* **Extract**:

========================================================================

Since Wrath of the Lich King, I've slowly gotten the sense that raiding as a whole is much less rewarding than it used to be, and this is a sentiment that's been echoed by a number of other players. Unfortunately, achievements -- originally intended to add another means of accomplishment to raids -- may well be among the causes.
EDIT: This article resulted in a lot of discussion, and the subject was revisited two weeks later. You'll find it here, at OverAchiever: Reconsidering achievements and raids.

During classic WoW and The Burning Crusade, raiding's difficulty lay in the encounters themselves. In the total absence of achievements and heroic modes, beating an encounter was itself the achievement. There were no drakes given for the completion of raid content, there were no "nerd points" associated with your first kill, and you knew exactly where a tier 5 guild that advertised itself as "3/4 TK and 5/6 SSC" on the recruitment forums lay in the game's internal pecking order. Beating a boss even once was enough to give your raiders an enormous sense of accomplishment, and your guild could rest somewhat, secure in the knowledge that advancing gear and greater experience would make the content increasingly easy to do.
While this meant that getting keyed was a big deal -- and it was the mark of a good (or at least competent) player simply to be among those with the privilege of accessing Mount Hyjal and Black Temple -- this raiding model wasn't necessarily good for the game as a whole. The appellation "guild-killer" grew out of the existence of notoriously difficult encounters like Kael'thas, Lady Vashj, Brutallus, and M'uru, all of whom needed to be killed even to see later raid content, much less beat it. Unfortunately, the phrase was no myth. Countless guilds broke up while trying to hurdle bosses with truly difficult mechanics, probably because the inability to progress inevitably exaggerated any existing fault lines within a guild.
Developers also found themselves programming for what was said to be less than 1% of the playerbase at times. Most people simply did not belong to guilds that were capable of getting past bosses like Kael'thas, and so the vast majority of the game's characters languished in a sort of no-man's-land at the level cap once they had exhausted options from battlegrounds (in classic) and badge gear/heroics (in BC).
The advancing raid model
Consequently, Blizzard altered its approach to raid content in the transition to Wrath of the Lich King. Keying requirements are largely a thing of the past, and the greater portion of difficulty associated with raiding has been stripped and reassigned. In Wrath and Cataclysm, a raid encounter's true challenge is determined by the annoyance value of the accompanying achievement(s) and/or the encounter's degree of difficulty on heroic. Encounters like Lady Deathwhisper and the Conclave of Wind weren't particularly tough on normal mode, but they were reasonably challenging on heroic, and then became a real pain in the ass once you added their respective achievements (Full House and Stay Chill, at least before the latter was nerfed).
Developers experimented with different means of adding achievements to raid content, first trying a model where achievements were themselves the "heroic" versions of encounters in tiers 7 and 8 (Naxxramas, Malygos, Sartharion, and Ulduar), and then settling in tiers 9, 10, 11, and 12 for turning heroic into a mode that must be toggled. The problem with this model is that, while it solves the issues presented by the bottlenecked raids and players in classic WoW and The Burning Crusade, it creates others. Guilds are eventually obliged to confront achievements, because that's where the most tangible rewards of raiding now belong. Raid progression on its own is no longer enough.

========================================================================

* **Available data**:
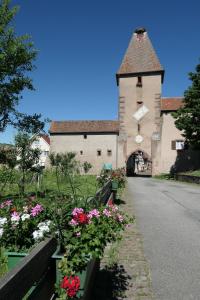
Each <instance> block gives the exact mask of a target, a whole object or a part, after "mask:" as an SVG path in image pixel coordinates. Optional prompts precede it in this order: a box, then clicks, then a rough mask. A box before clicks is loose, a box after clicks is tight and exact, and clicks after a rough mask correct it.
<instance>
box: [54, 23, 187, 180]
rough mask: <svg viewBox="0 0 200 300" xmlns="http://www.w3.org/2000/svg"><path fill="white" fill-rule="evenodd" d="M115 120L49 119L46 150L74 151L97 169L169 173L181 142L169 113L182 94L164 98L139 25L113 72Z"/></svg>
mask: <svg viewBox="0 0 200 300" xmlns="http://www.w3.org/2000/svg"><path fill="white" fill-rule="evenodd" d="M116 80H117V86H118V88H119V113H118V120H113V121H112V120H109V121H105V120H104V121H103V120H102V121H101V120H99V121H89V120H88V121H87V120H86V121H68V120H66V121H52V123H51V127H50V130H49V133H50V139H51V151H52V152H66V151H74V152H76V153H77V159H78V160H80V161H81V162H84V161H88V162H90V163H91V164H92V165H93V168H92V172H93V173H95V174H97V173H99V172H100V170H101V169H102V167H103V166H104V165H105V164H110V165H112V167H113V168H118V167H125V168H126V170H127V173H128V174H130V175H131V174H134V173H137V172H138V173H139V172H140V173H141V172H145V173H148V172H149V174H153V175H155V174H159V173H163V172H164V173H165V172H169V171H170V169H171V168H172V166H173V164H174V163H175V160H176V156H177V151H180V150H182V149H183V147H184V140H183V137H182V136H181V133H180V132H179V130H178V129H176V127H175V125H174V119H173V117H172V115H171V113H172V112H174V111H176V110H177V109H178V108H180V107H181V106H182V105H183V102H184V101H183V100H184V99H183V97H168V98H164V97H162V95H161V87H162V84H163V83H164V68H163V66H162V65H161V63H160V61H159V59H158V57H157V55H156V52H155V50H154V48H153V46H152V43H151V41H150V39H149V36H148V33H147V31H146V30H145V29H144V28H140V29H137V30H135V32H134V33H133V35H132V37H131V40H130V43H129V45H128V48H127V51H126V53H125V55H124V58H123V60H122V63H121V65H120V67H119V70H118V72H117V74H116Z"/></svg>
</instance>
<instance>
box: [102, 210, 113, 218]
mask: <svg viewBox="0 0 200 300" xmlns="http://www.w3.org/2000/svg"><path fill="white" fill-rule="evenodd" d="M103 214H104V215H105V216H106V217H111V212H110V211H109V210H108V209H107V208H105V209H104V210H103Z"/></svg>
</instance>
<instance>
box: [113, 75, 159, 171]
mask: <svg viewBox="0 0 200 300" xmlns="http://www.w3.org/2000/svg"><path fill="white" fill-rule="evenodd" d="M137 80H138V78H137V76H135V77H126V78H120V79H119V120H120V134H119V152H118V161H119V165H121V166H123V165H124V164H125V162H126V161H127V159H128V157H129V156H130V155H131V154H132V153H133V152H134V151H136V150H138V149H140V150H143V151H145V152H146V153H147V154H148V155H149V156H151V152H152V151H151V137H152V134H153V133H154V132H157V131H158V128H159V127H160V94H161V75H148V76H143V77H142V87H138V86H137ZM139 102H140V103H139ZM142 105H145V106H146V107H147V108H148V110H149V111H148V112H147V114H146V115H145V116H144V117H143V118H142V119H141V120H140V121H139V122H137V121H136V120H135V119H134V118H133V114H134V113H135V112H136V111H137V110H138V109H139V108H140V107H141V106H142ZM138 124H139V127H140V128H139V131H138ZM138 134H140V135H141V136H142V137H143V141H142V142H141V144H138V143H136V141H135V137H136V135H138Z"/></svg>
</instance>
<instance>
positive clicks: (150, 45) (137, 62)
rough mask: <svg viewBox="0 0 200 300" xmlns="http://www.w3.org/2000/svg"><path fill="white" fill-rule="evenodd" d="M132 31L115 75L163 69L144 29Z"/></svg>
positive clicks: (139, 72)
mask: <svg viewBox="0 0 200 300" xmlns="http://www.w3.org/2000/svg"><path fill="white" fill-rule="evenodd" d="M142 30H143V31H142V32H140V33H138V31H137V30H136V32H135V33H133V36H132V38H131V41H130V43H129V46H128V49H127V51H126V54H125V56H124V58H123V61H122V64H121V66H120V68H119V70H118V72H117V76H120V75H123V74H134V73H146V72H155V71H162V72H163V71H164V69H163V67H162V65H161V64H160V61H159V59H158V57H157V55H156V53H155V50H154V48H153V46H152V44H151V41H150V39H149V37H148V34H147V32H146V31H145V29H142Z"/></svg>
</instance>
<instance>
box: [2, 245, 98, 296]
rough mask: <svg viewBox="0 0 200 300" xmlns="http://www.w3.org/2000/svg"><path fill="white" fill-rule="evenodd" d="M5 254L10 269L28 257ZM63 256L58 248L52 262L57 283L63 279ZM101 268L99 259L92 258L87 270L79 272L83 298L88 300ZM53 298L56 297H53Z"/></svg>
mask: <svg viewBox="0 0 200 300" xmlns="http://www.w3.org/2000/svg"><path fill="white" fill-rule="evenodd" d="M5 255H6V256H7V258H8V271H11V270H12V269H13V268H14V267H16V266H17V265H18V264H19V263H20V261H21V260H22V259H23V258H24V257H26V256H27V255H28V254H27V253H20V252H5ZM62 258H63V255H61V254H59V250H56V252H55V253H54V254H53V255H52V263H53V264H54V265H55V272H56V276H55V281H56V283H60V281H61V280H62V278H61V274H60V270H59V267H58V265H59V262H60V260H61V259H62ZM98 268H99V260H91V261H90V262H89V263H88V264H87V267H86V269H85V270H83V271H82V272H80V273H77V276H79V278H80V281H81V285H80V290H79V292H78V294H77V295H78V296H79V297H81V299H83V300H86V299H89V295H90V292H91V289H92V286H93V283H94V277H95V273H96V271H97V270H98ZM35 288H36V286H35V285H33V286H32V288H31V289H30V290H29V292H28V294H27V295H30V294H31V293H32V292H33V291H34V289H35ZM52 299H56V296H55V298H52Z"/></svg>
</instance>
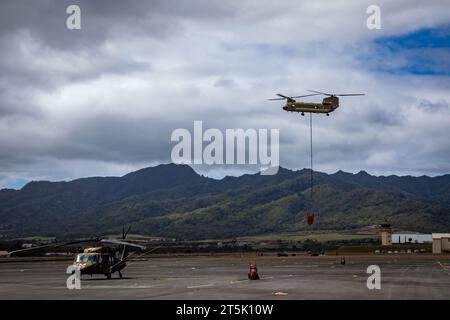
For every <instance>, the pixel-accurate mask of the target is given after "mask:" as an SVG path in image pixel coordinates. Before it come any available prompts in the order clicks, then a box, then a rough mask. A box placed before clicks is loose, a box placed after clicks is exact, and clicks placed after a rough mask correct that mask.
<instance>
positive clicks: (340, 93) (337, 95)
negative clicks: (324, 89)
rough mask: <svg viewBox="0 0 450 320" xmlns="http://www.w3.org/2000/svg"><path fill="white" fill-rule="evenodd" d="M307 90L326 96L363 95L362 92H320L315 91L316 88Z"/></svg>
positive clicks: (317, 93)
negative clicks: (331, 92) (356, 92)
mask: <svg viewBox="0 0 450 320" xmlns="http://www.w3.org/2000/svg"><path fill="white" fill-rule="evenodd" d="M308 91H309V92H315V93H316V94H323V95H326V96H330V97H337V96H339V97H346V96H364V95H365V94H364V93H339V94H338V93H325V92H320V91H316V90H308Z"/></svg>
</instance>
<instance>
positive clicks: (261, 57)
mask: <svg viewBox="0 0 450 320" xmlns="http://www.w3.org/2000/svg"><path fill="white" fill-rule="evenodd" d="M70 4H78V5H79V6H80V7H81V21H82V22H81V23H82V29H81V30H68V29H67V28H66V26H65V23H66V18H67V14H66V13H65V10H66V7H67V6H68V5H70ZM370 4H374V1H360V0H354V1H353V0H349V1H342V2H339V3H337V2H331V1H325V0H324V1H260V0H258V1H256V0H254V1H252V0H248V1H192V0H191V1H181V0H179V1H127V2H124V1H118V0H117V1H99V0H96V1H56V0H55V1H52V0H41V1H2V2H1V3H0V46H1V48H2V54H1V55H0V188H2V187H20V186H22V185H23V184H24V183H26V182H27V181H30V180H69V179H74V178H78V177H84V176H92V175H96V176H98V175H121V174H125V173H127V172H129V171H131V170H134V169H139V168H141V167H144V166H149V165H155V164H158V163H168V162H170V152H171V148H172V146H173V144H172V143H171V141H170V135H171V132H172V131H173V130H174V129H176V128H187V129H189V130H193V121H194V120H202V121H203V126H204V128H212V127H214V128H219V129H225V128H279V129H280V163H281V165H282V166H283V167H287V168H291V169H300V168H303V167H307V166H308V165H309V158H308V154H309V149H308V148H309V144H308V142H309V136H308V134H309V131H308V125H309V119H308V118H307V117H301V116H300V115H298V114H292V113H287V112H284V111H283V110H281V106H282V102H281V101H278V102H269V101H267V98H271V97H272V96H273V94H274V93H277V92H280V93H285V94H288V95H300V94H304V93H306V90H307V89H315V90H320V91H328V92H337V93H339V92H343V93H346V92H364V93H366V96H365V97H343V98H341V100H340V105H341V107H340V108H339V109H337V111H336V112H334V113H333V114H331V115H330V117H326V116H320V115H317V116H314V125H315V127H314V134H315V137H314V141H315V144H314V149H315V169H317V170H319V171H325V172H335V171H337V170H345V171H351V172H358V171H359V170H366V171H368V172H369V173H372V174H383V175H389V174H414V175H422V174H427V175H438V174H444V173H450V144H449V137H450V106H449V96H448V93H449V92H450V91H449V89H450V62H449V61H450V44H449V40H448V39H449V37H450V28H449V25H450V10H448V4H450V3H449V2H448V1H441V0H436V1H426V2H424V1H418V0H417V1H414V0H404V1H396V2H395V4H394V3H392V1H377V4H378V5H379V6H380V7H381V19H382V20H381V22H382V29H381V30H368V29H367V28H366V19H367V17H368V15H367V14H366V8H367V6H368V5H370ZM320 99H321V97H312V98H311V100H313V101H320ZM196 170H199V171H200V172H202V173H205V174H207V175H209V176H212V177H222V176H223V175H225V174H240V173H243V172H246V171H256V170H257V169H256V168H252V167H236V166H230V167H228V166H221V167H215V166H212V167H198V168H196Z"/></svg>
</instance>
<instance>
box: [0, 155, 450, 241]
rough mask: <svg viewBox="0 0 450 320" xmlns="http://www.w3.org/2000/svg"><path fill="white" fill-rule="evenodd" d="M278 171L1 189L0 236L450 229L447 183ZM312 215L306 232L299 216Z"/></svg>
mask: <svg viewBox="0 0 450 320" xmlns="http://www.w3.org/2000/svg"><path fill="white" fill-rule="evenodd" d="M309 179H310V170H308V169H303V170H300V171H291V170H288V169H284V168H280V170H279V172H278V174H277V175H274V176H262V175H259V174H253V175H252V174H245V175H242V176H240V177H226V178H223V179H221V180H214V179H210V178H206V177H203V176H201V175H199V174H197V173H196V172H195V171H194V170H193V169H192V168H191V167H189V166H187V165H175V164H166V165H159V166H156V167H149V168H144V169H141V170H138V171H135V172H132V173H129V174H127V175H125V176H123V177H93V178H83V179H77V180H74V181H70V182H47V181H40V182H30V183H28V184H27V185H25V186H24V187H23V188H22V189H21V190H7V189H4V190H0V221H1V222H0V234H1V235H3V236H8V237H12V236H30V235H37V234H38V235H51V236H58V237H79V236H92V235H101V234H105V233H111V232H117V231H119V230H120V229H121V228H122V226H123V225H131V226H132V228H133V230H134V232H138V233H142V234H148V235H153V236H167V237H173V238H177V239H207V238H230V237H237V236H250V235H259V234H265V233H276V232H285V231H289V232H291V231H305V230H311V228H314V230H320V229H323V230H337V231H338V230H347V229H352V228H359V227H364V226H367V225H372V224H379V223H382V222H383V221H385V219H387V220H388V221H389V222H391V223H392V224H393V225H394V226H395V227H396V228H401V229H407V230H416V231H419V232H439V231H448V229H449V228H450V175H443V176H439V177H426V176H423V177H411V176H406V177H398V176H388V177H376V176H371V175H369V174H367V173H366V172H359V173H357V174H351V173H345V172H342V171H338V172H336V173H334V174H326V173H320V172H314V181H315V187H314V189H313V193H314V197H313V199H312V200H313V201H312V200H311V198H310V180H309ZM310 212H314V214H315V216H316V219H315V224H314V225H313V227H311V226H308V225H307V224H306V218H305V217H306V215H307V214H308V213H310Z"/></svg>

========================================================================

* **Parts of the exercise**:
(A) From the article on raiding and achievements, quote the part that opens with the words containing "The advancing raid" and closes with "latter was nerfed).".
(B) Extend the article on raiding and achievements, picking up after its final sentence.
The entries were taken from another source.

* **Expected outputs**:
(A)
The advancing raid model
Consequently, Blizzard altered its approach to raid content in the transition to Wrath of the Lich King. Keying requirements are largely a thing of the past, and the greater portion of difficulty associated with raiding has been stripped and reassigned. In Wrath and Cataclysm, a raid encounter's true challenge is determined by the annoyance value of the accompanying achievement(s) and/or the encounter's degree of difficulty on heroic. Encounters like Lady Deathwhisper and the Conclave of Wind weren't particularly tough on normal mode, but they were reasonably challenging on heroic, and then became a real pain in the ass once you added their respective achievements (Full House and Stay Chill, at least before the latter was nerfed).

(B)
One of the sadder things I've noticed about modern raiding is how few screaming, hollering, completely off-the-wall moments were experienced with guildies. Beating an encounter used to result in the guild's going nuts on Vent because the encounter itself was the challenge. You got Kael'thas down? Complete pandemonium. The Eredar Twins? You'd have the ringing in your ears for days after all the screaming.
These days, it's just the beginning of a slog to the encounter's real rewards. Normal encounters aren't generally difficult, and it feels weird to celebrate getting them down after a few hours' work. Ditto the achievement; you've still got heroic to go. By the time you get to heroic, you don't much feel like celebrating because you've already beaten versions of the encounter several times over. The joy of the first kill is distinctly muted in comparison to its counterparts in classic WoW and The Burning Crusade, mostly because the first kill is essentially meaningless.
The problem with achievements -- and more particularly, the fact that tiers 10, 11, and 12 have required the heroic versions of raid content in order to get the metas Glory of the Icecrown Raider, Glory of the Cataclysm Raider, and Glory of the Firelands Raider-- is that they have an unfortunate habit of turning raid content into a seemingly endless series of hurdles. Many of the tier 10 and tier 11 achievements were and are sufficiently cumbersome to discourage guilds from attempting to tackle them on anything but normal mode, and so three consistent tiers of difficulty have emerged:
- The normal encounter Most guilds should be able to do these with a bit of elbow grease, but there's no real reward associated with this content anymore. Even gear drops, with so many options outside of raids now, aren't quite as encouraging because gear's just a means to an end.
- The encounter's achievement These range from very easy to very difficult, but most guilds will elect to do them on the normal version of an encounter if possible.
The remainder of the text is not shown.